[Referring expression pointing data]
◇ ◇ ◇ ◇ ◇

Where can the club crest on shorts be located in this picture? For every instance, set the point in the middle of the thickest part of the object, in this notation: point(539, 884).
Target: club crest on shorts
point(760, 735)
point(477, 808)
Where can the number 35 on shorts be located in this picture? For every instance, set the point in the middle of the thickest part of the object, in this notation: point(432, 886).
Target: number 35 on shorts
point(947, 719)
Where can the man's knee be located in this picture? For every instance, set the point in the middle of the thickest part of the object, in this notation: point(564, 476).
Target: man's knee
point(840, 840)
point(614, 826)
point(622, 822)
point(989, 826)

◇ ◇ ◇ ◇ ◇

**TASK REQUIREMENTS**
Check the data for the word "middle" and pull out the lines that have it.

**SOLUTION**
Where can the club crest on shorts be located in this picture? For every instance, set the point in the middle of the thickest part of the object, in this notation: point(539, 884).
Where can the number 35 on shorts be located in this picture? For every instance, set the point in the middle of the thickest part of the object, in this notation: point(432, 886).
Where can the man's knee be located in this picture? For every instance, set the point in the middle of the thickest part of the object, in this notation: point(564, 476).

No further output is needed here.